Exact transcription of the data below is required, without the images.

[Opening Data for this task section]

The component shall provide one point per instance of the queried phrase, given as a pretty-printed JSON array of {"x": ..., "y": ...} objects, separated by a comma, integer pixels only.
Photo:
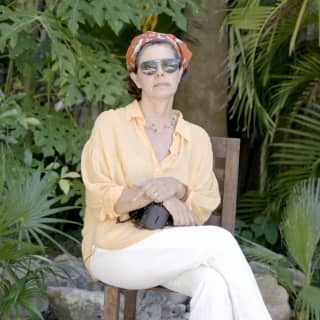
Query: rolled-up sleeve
[
  {"x": 204, "y": 195},
  {"x": 102, "y": 193}
]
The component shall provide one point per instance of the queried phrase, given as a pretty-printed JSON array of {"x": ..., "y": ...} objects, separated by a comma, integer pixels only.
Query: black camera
[{"x": 152, "y": 216}]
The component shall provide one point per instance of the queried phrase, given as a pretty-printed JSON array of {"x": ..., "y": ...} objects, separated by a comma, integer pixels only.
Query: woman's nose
[{"x": 160, "y": 71}]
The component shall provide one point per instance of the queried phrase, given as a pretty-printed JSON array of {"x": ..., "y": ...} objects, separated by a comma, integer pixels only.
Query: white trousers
[{"x": 203, "y": 262}]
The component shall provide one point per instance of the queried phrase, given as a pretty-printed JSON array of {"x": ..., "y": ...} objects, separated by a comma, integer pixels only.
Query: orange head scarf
[{"x": 139, "y": 41}]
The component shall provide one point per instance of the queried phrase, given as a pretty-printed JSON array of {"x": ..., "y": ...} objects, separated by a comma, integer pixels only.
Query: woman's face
[{"x": 161, "y": 84}]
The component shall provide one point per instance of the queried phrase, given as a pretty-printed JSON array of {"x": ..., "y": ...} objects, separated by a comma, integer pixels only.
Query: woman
[{"x": 146, "y": 152}]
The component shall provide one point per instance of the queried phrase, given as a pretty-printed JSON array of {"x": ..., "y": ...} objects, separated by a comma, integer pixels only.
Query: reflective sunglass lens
[
  {"x": 170, "y": 65},
  {"x": 149, "y": 67}
]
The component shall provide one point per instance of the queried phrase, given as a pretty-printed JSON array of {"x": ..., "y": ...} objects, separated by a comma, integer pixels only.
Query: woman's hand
[
  {"x": 161, "y": 189},
  {"x": 181, "y": 214}
]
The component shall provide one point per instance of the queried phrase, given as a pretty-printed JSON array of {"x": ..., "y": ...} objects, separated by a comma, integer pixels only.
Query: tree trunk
[{"x": 203, "y": 94}]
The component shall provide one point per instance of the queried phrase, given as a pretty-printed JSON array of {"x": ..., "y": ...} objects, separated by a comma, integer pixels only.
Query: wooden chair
[{"x": 226, "y": 156}]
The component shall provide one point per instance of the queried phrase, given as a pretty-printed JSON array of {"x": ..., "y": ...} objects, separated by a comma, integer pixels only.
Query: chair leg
[
  {"x": 130, "y": 304},
  {"x": 111, "y": 303}
]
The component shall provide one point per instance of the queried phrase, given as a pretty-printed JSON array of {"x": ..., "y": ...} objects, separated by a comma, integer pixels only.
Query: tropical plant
[
  {"x": 27, "y": 217},
  {"x": 274, "y": 61},
  {"x": 301, "y": 234}
]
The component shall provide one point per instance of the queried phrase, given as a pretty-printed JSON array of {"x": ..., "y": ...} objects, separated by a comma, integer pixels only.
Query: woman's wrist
[{"x": 182, "y": 192}]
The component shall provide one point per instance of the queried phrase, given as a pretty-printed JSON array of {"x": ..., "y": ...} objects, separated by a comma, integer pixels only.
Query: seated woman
[{"x": 147, "y": 153}]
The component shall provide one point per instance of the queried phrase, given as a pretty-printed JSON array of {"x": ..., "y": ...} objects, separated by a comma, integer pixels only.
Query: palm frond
[
  {"x": 308, "y": 303},
  {"x": 301, "y": 227},
  {"x": 302, "y": 146},
  {"x": 279, "y": 265}
]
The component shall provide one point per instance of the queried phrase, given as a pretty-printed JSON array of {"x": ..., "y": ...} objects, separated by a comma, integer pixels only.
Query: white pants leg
[{"x": 204, "y": 262}]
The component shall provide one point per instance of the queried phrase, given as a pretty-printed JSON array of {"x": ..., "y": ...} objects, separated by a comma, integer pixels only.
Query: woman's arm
[{"x": 131, "y": 199}]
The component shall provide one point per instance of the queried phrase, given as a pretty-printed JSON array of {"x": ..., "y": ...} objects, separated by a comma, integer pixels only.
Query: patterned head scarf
[{"x": 139, "y": 41}]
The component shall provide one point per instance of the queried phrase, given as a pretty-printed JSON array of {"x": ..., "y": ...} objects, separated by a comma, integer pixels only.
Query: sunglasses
[{"x": 150, "y": 67}]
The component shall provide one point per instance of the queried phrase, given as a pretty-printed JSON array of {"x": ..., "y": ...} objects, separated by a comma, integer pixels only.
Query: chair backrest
[{"x": 226, "y": 168}]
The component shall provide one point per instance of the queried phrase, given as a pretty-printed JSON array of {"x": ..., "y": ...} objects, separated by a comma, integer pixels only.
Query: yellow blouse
[{"x": 119, "y": 154}]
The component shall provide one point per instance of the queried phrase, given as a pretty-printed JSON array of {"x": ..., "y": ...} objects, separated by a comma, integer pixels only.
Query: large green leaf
[{"x": 301, "y": 226}]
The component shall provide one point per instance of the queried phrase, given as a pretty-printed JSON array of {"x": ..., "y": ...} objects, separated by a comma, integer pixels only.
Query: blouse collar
[{"x": 182, "y": 127}]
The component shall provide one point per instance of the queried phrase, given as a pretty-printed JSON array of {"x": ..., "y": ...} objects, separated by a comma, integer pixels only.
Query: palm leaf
[
  {"x": 308, "y": 303},
  {"x": 301, "y": 227}
]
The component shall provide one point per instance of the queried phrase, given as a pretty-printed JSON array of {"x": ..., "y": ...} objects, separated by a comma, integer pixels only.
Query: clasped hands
[{"x": 169, "y": 191}]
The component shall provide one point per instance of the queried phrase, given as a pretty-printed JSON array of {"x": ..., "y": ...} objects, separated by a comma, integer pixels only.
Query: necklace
[{"x": 170, "y": 124}]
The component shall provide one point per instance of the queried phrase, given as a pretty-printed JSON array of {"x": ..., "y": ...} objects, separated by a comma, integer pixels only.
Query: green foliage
[
  {"x": 301, "y": 234},
  {"x": 302, "y": 218},
  {"x": 27, "y": 216},
  {"x": 274, "y": 67},
  {"x": 13, "y": 122},
  {"x": 264, "y": 42}
]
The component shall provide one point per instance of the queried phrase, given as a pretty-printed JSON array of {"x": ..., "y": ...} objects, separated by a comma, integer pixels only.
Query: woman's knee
[
  {"x": 208, "y": 279},
  {"x": 219, "y": 235}
]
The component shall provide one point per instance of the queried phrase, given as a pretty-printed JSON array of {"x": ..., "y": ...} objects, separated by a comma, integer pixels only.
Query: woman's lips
[{"x": 161, "y": 84}]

[Closing Data for this task section]

▶ **Reply**
The component shall provide one point per instance of the queried phrase, given as a pretty-printed JSON array of {"x": ..., "y": ...} objects, separated by a comma, integer pixels only.
Photo:
Query: rolled-up sleeve
[
  {"x": 204, "y": 195},
  {"x": 102, "y": 193}
]
The component shall provide one point per instance of the queried phrase, given as a pretty-printed JSON array of {"x": ..., "y": ...} objects, separated by a comma, integer pixels only.
Query: black camera
[{"x": 152, "y": 216}]
The component shall provide one point per instance of the queried phrase, given as a pretty-printed JSON array of {"x": ..., "y": ...} objects, separated by a comma, integer pixels only.
Query: woman's nose
[{"x": 160, "y": 71}]
The component shall provide one point per instance of the queried phrase, given as a pretty-printed JSON array of {"x": ..., "y": ...} objects, separated by a comma, integer pixels only.
Query: white trousers
[{"x": 203, "y": 262}]
The component shall provide one point per instance of the queried phrase, given as a pretty-printed JSON array of {"x": ..., "y": ...} objects, separated by a comma, integer pixels only.
Query: orange head scarf
[{"x": 139, "y": 41}]
The component shall provide one point per instance of the queried phrase, given as a pretty-printed JSON array of {"x": ..., "y": ...} objects, separated by a comma, integer pixels only.
Query: woman's face
[{"x": 161, "y": 84}]
The component shall provide one point per instance of the queried phrase, given as a pretty-printed JSON array of {"x": ..., "y": ...} objects, separated by a comma, integer pixels only.
Query: woman
[{"x": 146, "y": 152}]
The component shall provide one point per instance of the queried phrase, given as a pretty-printed JSON array of {"x": ..., "y": ...} objects, separated by a comma, integer pixels only.
Query: reflective sunglass lens
[
  {"x": 170, "y": 65},
  {"x": 149, "y": 67}
]
The component shall provide one point per instance of the queried phrase, given as a pretty-printed JSON array of {"x": ..., "y": ...} objects, separated by a comma, integer pixels only.
Query: woman's hand
[
  {"x": 161, "y": 189},
  {"x": 181, "y": 214}
]
The component shall provide one point per instance of the queried phrase, given as a pretty-printed JSON array of {"x": ..., "y": ...} objects, separated by a comma, integer pixels only.
Query: tree trunk
[{"x": 203, "y": 94}]
The component shall provide one point per instance of the queried phrase, given as a pretty-printed JSON array of {"x": ..., "y": ...} objects, separated by a comma, integer pixels only.
Query: wooden chair
[{"x": 226, "y": 156}]
The component shall provide one point per instance of the queried phrase, given as a pretty-printed JSON array of {"x": ..., "y": ...} objects, separated by a comma, integer pixels only.
Query: chair leg
[
  {"x": 130, "y": 304},
  {"x": 111, "y": 303}
]
The component shall provide one point per instance of the queried phrase, given as a pretty-printed JSON array of {"x": ..., "y": ...} objects, separated by a comma, integer pixels only.
Query: tropical plant
[
  {"x": 27, "y": 217},
  {"x": 274, "y": 61},
  {"x": 301, "y": 234}
]
The component shall provide one point per instance of the queried phrase, given as a pretty-printed JSON array of {"x": ..., "y": ...} objects, separated by a comma, integer pixels only.
Query: woman's wrist
[{"x": 182, "y": 192}]
The component shall provide one point per instance of the queried phrase, given as a pretty-printed JSON array of {"x": ..., "y": ...} objects, separated by a comma, integer pixels only.
Query: seated woman
[{"x": 147, "y": 153}]
The component shall provide one point per instance of the queried phrase, given as a pretty-printed JSON array of {"x": ..., "y": ...} objects, separated by a comma, integer pixels only.
Query: palm frond
[
  {"x": 308, "y": 303},
  {"x": 301, "y": 227},
  {"x": 302, "y": 146},
  {"x": 279, "y": 265}
]
The component shall provide one point per instance of the queried phrase, given as a pretty-printed JSON array of {"x": ..., "y": ...} objects, separated by a comma, integer pixels only.
Query: white pants leg
[{"x": 204, "y": 262}]
The component shall provide one point per instance of the queried phrase, given as a pretty-printed JSON array of {"x": ..., "y": ...} objects, separated by a comma, integer pixels only.
Query: woman's arm
[{"x": 131, "y": 199}]
The component shall provide one point per instance of the queried phrase, given as a pretty-printed JSON array of {"x": ..., "y": ...} objects, separated by a comma, integer pixels only.
Query: patterned head scarf
[{"x": 139, "y": 41}]
The component shall provide one point per instance of the queried phrase, given as a pretty-printed JSON array of {"x": ..., "y": ...} objects, separated by a comma, integer pixels only.
Query: sunglasses
[{"x": 150, "y": 67}]
The component shall provide one point per instance of the queried phrase, given as a pretty-printed JSON array of {"x": ..., "y": ...} objects, separated by a comma, integer pixels only.
Query: chair backrest
[{"x": 226, "y": 168}]
The component shall provide one point per instance of the queried phrase, given as a pretty-printed JSON array of {"x": ..., "y": ...} objects, separated by a comma, integer pixels only.
Query: yellow blouse
[{"x": 119, "y": 154}]
The component shall provide one point per instance of the queried phrase, given as a pretty-printed JSON array of {"x": ..., "y": ...} objects, separated by a comma, integer pixels only.
Query: large green leaf
[{"x": 301, "y": 226}]
The component shall provide one point per instance of the queried phrase, given as a pretty-printed JSON array of {"x": ..., "y": ...} objects, separated by a comma, integer pixels only.
Query: blouse collar
[{"x": 182, "y": 127}]
The component shall provide one point per instance of the queried phrase, given as a pretty-printed JSON array of {"x": ..., "y": ...} objects, separated by a comma, integer pixels only.
Query: palm leaf
[
  {"x": 308, "y": 303},
  {"x": 301, "y": 227}
]
The component shall provide one point per instance of the queried phrase, given as a pretty-printed JSON array of {"x": ..., "y": ...} objects, separated by a comma, integer pixels only.
Query: clasped hands
[{"x": 169, "y": 191}]
The component shall provide one point per instance of the queried phrase, given as a pretty-printed JSON array of {"x": ..., "y": ...} objects, separated by a comma, integer pixels only.
Query: necklace
[{"x": 170, "y": 124}]
The component shall provide one point per instance of the queried phrase, given as a pretty-printed JSON array of {"x": ..., "y": ...} objects, separated by a comma, integer pixels only.
Query: green foliage
[
  {"x": 301, "y": 234},
  {"x": 302, "y": 218},
  {"x": 27, "y": 216},
  {"x": 274, "y": 67},
  {"x": 13, "y": 122},
  {"x": 264, "y": 42}
]
The component shall provide one point per instance of the queried phrase, given as a pretty-printed JSON array of {"x": ..., "y": ...} objects, separated by a comma, integer pixels only.
Query: woman's knee
[
  {"x": 208, "y": 279},
  {"x": 219, "y": 235}
]
The component shall provide one point per instance of the queried phrase, given as a pretty-printed JSON array of {"x": ..., "y": ...} objects, separated by a comma, integer pixels only.
Query: woman's lips
[{"x": 161, "y": 84}]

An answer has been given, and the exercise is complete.